▸ The task:
Give the data again, word for word.

▸ Dataset:
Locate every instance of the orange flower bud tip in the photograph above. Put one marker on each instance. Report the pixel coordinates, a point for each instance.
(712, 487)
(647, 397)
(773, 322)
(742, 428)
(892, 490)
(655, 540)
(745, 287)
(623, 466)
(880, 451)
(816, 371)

▸ Solution to the problem:
Locate every instance of the orange flower bud tip in the photograph above. Put one marker on each instance. Report the pixel coordinates, a point for each instance.
(712, 487)
(647, 397)
(773, 322)
(742, 428)
(892, 490)
(655, 540)
(745, 287)
(623, 466)
(880, 451)
(816, 371)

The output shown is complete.